**Text excerpt**
*** Block opens ***

Getting Oriented: The Park and Its Main Gateways

Urho Kekkonen National Park covers about 2,550 square kilometers in Finnish Lapland, making it one of the largest protected areas in the country. The western edge touches the resort village of Saariselkä and the Kiilopää fell center, while the park stretches eastward toward the Russian border into almost roadless wilderness. For most visitors, the practical park experience is concentrated around a few accessible gateways and trailheads rather than the entire remote interior.

The two most popular starting points are Saariselkä village and the Kiilopää area, both located just off main road E75 between Ivalo and Rovaniemi. From Saariselkä, you can literally walk a few minutes from hotels and cabins to the main gate of the national park, where signboards mark the beginning of short loop trails and longer “Out onto the Fell” routes. Kiilopää, about 15 minutes by car or bus to the south, is built around the Suomen Latu Kiilopää outdoor center and the visitor centre of Metsähallitus, which acts as the on the ground information hub for the park.

Further south, Tankavaara serves as another western entry point, especially for summer hikers using the local loop trails and for those connecting to longer routes deeper into the fells. On the eastern side, access points like Aittajärvi or Kemihaara are used mainly by experienced backpackers heading on multi day treks or ski tours. For first time visitors interested in clearly marked trails and reliable facilities, basing yourself in Saariselkä or Kiilopää is usually the most straightforward choice.

When you are looking at any Urho Kekkonen map, notice how the trail density drops quickly as you move east. The western belt near Saariselkä, Kiilopää and Tankavaara has numerous marked routes, open wilderness huts and day shelter huts at regular spacing. Farther into the interior the routes are fewer, markings thinner, and navigation depends more on your map and compass skills or GPS.

Finding the Right Maps: Digital, Paper and On the Ground

Because Urho Kekkonen National Park spans such a large area, it helps to think of your map needs in layers. Most visitors combine official park maps from Metsähallitus, a topographic trail map for their specific area and a digital backup on a phone or GPS device. For casual day hikes on popular loops, you can rely largely on the trailhead maps and simple printable route maps. For anything longer or off the main tracks, you should add a detailed 1:50,000 scale map or similar.

*** Block closes ***

**Task objective**
Answer these questions from the text on Urho Kekkonen National Park:
(a) About how many square kilometers does the park cover?
(b) Which organization runs the visitor centre in the Kiilopää area?
(c) What map scale does the text suggest adding for longer trips or routes off the main tracks?

Stored data entries:
*** Block opens ***

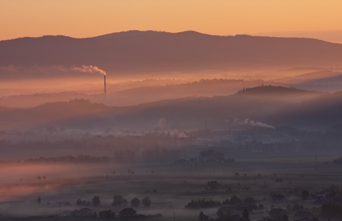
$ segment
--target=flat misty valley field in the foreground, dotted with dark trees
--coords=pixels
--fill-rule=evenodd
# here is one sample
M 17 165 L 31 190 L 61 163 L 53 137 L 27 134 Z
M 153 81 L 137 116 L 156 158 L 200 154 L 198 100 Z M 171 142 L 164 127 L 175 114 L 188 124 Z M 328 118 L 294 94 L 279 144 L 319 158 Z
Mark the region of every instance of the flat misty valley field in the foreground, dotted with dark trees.
M 289 159 L 287 158 L 286 162 Z M 124 207 L 111 206 L 113 195 L 123 195 L 128 200 L 126 207 L 130 207 L 133 197 L 141 200 L 149 196 L 152 205 L 136 207 L 135 210 L 145 215 L 161 213 L 162 217 L 158 220 L 173 220 L 174 212 L 176 220 L 197 220 L 200 211 L 216 218 L 217 207 L 190 210 L 185 209 L 185 205 L 198 199 L 222 201 L 232 195 L 240 198 L 251 196 L 257 200 L 257 204 L 264 205 L 263 210 L 251 214 L 252 220 L 266 216 L 271 207 L 286 208 L 286 205 L 294 202 L 299 202 L 319 216 L 319 205 L 301 201 L 301 191 L 318 192 L 330 185 L 341 187 L 341 168 L 321 161 L 317 164 L 306 163 L 307 160 L 308 157 L 296 157 L 293 163 L 283 163 L 278 159 L 276 161 L 280 163 L 272 163 L 271 160 L 261 158 L 246 158 L 231 165 L 205 166 L 64 165 L 51 168 L 40 165 L 40 173 L 46 173 L 46 180 L 37 180 L 33 173 L 22 180 L 21 177 L 2 180 L 1 216 L 9 218 L 56 215 L 63 210 L 80 209 L 76 200 L 81 198 L 91 202 L 94 195 L 100 197 L 101 205 L 88 207 L 96 212 L 122 210 Z M 29 171 L 30 167 L 33 166 L 26 166 L 21 170 Z M 48 170 L 44 171 L 44 167 Z M 34 171 L 39 170 L 35 168 Z M 217 180 L 219 183 L 213 192 L 204 191 L 209 180 Z M 275 192 L 285 195 L 286 200 L 272 202 L 271 193 Z M 38 197 L 41 197 L 40 205 L 36 203 Z M 291 214 L 293 215 L 293 211 L 289 213 L 289 220 L 292 220 Z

*** Block closes ***

**Your solution**
(a) About 2,550 square kilometers.
(b) Metsähallitus.
(c) A detailed 1:50,000 scale map or similar.